** Document passage **
··········

Personal information
- Full name: Rosario Victoria Urban Medel
- Born: 13 March 1997 (age 28) Buenos Aires, Argentina
- Height: 1.67 m (5 ft 6 in)
- Playing position: Right wing

Club information
- Current club: Jeanne d'Arc Dijon Handball
- Number: 22

Senior clubs
- Years: Team
- 2016–2021: CB Atlético Guardés
- 2021–: Jeanne d'Arc Dijon Handball

National team
- Years: Team / Apps / (Gls)
- –: Argentina / 47 / (87)

Medal record
Pan American Games
| Silver medal – second place | 2019 Lima | Team |
Pan American Championship
| Silver medal – second place | 2017 Argentina |  |
South and Central American Championship
| Silver medal – second place | 2018 Brazil |  |
| Silver medal – second place | 2021 Paraguay |  |
| Silver medal – second place | 2022 Argentina |  |
| Silver medal – second place | 2024 Brazil |  |
South American Games
| Silver medal – second place | 2018 Cochabamba | Team |
Pan American Junior Championship
| Silver medal – second place | 2016 Brazil |  |

= Rosario Urban =

Argentine handball player

Rosario Victoria Urban Medel (born 13 March 1997) is an Argentine handball player for Jeanne d'Arc Dijon Handball and the Argentine national team .

She was selected to represent Argentina at the 2017 World Women's Handball Championship.

Formerly trained in the Sagrado Corazón Handball Club located in Florencio Varela, Buenos Aires.

··········

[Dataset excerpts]
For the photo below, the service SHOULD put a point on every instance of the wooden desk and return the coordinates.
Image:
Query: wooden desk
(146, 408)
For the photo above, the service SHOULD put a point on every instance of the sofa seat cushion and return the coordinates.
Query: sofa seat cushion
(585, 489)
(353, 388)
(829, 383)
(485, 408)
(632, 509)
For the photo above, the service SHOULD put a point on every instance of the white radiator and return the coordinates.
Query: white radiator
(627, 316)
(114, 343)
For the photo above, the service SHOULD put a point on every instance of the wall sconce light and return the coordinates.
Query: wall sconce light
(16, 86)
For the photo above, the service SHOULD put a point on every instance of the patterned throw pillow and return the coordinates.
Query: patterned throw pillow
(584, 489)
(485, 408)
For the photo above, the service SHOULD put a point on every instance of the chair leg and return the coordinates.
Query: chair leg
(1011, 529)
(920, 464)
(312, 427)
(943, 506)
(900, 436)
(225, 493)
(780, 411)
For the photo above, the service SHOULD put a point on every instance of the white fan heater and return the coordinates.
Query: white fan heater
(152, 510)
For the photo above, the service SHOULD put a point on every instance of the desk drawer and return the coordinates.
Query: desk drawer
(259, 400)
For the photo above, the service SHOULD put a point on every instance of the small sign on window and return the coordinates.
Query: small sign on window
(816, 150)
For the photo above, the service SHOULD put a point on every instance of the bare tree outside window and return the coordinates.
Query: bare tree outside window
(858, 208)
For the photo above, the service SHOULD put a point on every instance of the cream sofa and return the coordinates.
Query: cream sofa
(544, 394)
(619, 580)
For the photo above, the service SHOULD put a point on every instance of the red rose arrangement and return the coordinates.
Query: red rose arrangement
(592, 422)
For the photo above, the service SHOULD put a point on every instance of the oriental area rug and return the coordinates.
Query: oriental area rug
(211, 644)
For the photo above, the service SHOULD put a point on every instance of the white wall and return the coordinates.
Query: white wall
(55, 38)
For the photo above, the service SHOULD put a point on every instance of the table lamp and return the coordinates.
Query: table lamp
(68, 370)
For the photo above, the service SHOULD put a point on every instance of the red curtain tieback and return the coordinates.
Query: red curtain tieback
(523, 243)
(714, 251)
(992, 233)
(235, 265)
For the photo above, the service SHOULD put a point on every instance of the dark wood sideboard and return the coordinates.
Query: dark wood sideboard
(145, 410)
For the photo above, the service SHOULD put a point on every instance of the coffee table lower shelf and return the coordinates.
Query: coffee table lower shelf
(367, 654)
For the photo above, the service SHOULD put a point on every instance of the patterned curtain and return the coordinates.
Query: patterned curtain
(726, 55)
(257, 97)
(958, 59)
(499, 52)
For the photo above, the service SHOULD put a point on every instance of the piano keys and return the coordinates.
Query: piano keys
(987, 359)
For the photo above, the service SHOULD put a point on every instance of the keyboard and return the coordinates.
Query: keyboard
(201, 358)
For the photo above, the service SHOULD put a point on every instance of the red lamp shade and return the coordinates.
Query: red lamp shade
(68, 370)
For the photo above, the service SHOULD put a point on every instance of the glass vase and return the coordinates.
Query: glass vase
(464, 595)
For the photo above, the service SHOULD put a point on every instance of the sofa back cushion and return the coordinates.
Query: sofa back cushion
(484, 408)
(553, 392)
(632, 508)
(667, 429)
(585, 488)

··········

** Questions on the material **
1/ Answer these questions from the Rosario Urban profile:
(a) Which team did she play for from 2016 to 2021?
(b) Which championship was she selected to represent Argentina at?
(c) Where is the Sagrado Corazón Handball Club located?
2/ Quote the part of the Rosario Urban profile that opens with the words containing "Club information" and closes with "Apps / (Gls)".

** Solutions per task **
1/
(a) CB Atlético Guardés
(b) The 2017 World Women's Handball Championship
(c) Florencio Varela, Buenos Aires

2/
Club information
- Current club: Jeanne d'Arc Dijon Handball
- Number: 22

Senior clubs
- Years: Team
- 2016–2021: CB Atlético Guardés
- 2021–: Jeanne d'Arc Dijon Handball

National team
- Years: Team / Apps / (Gls)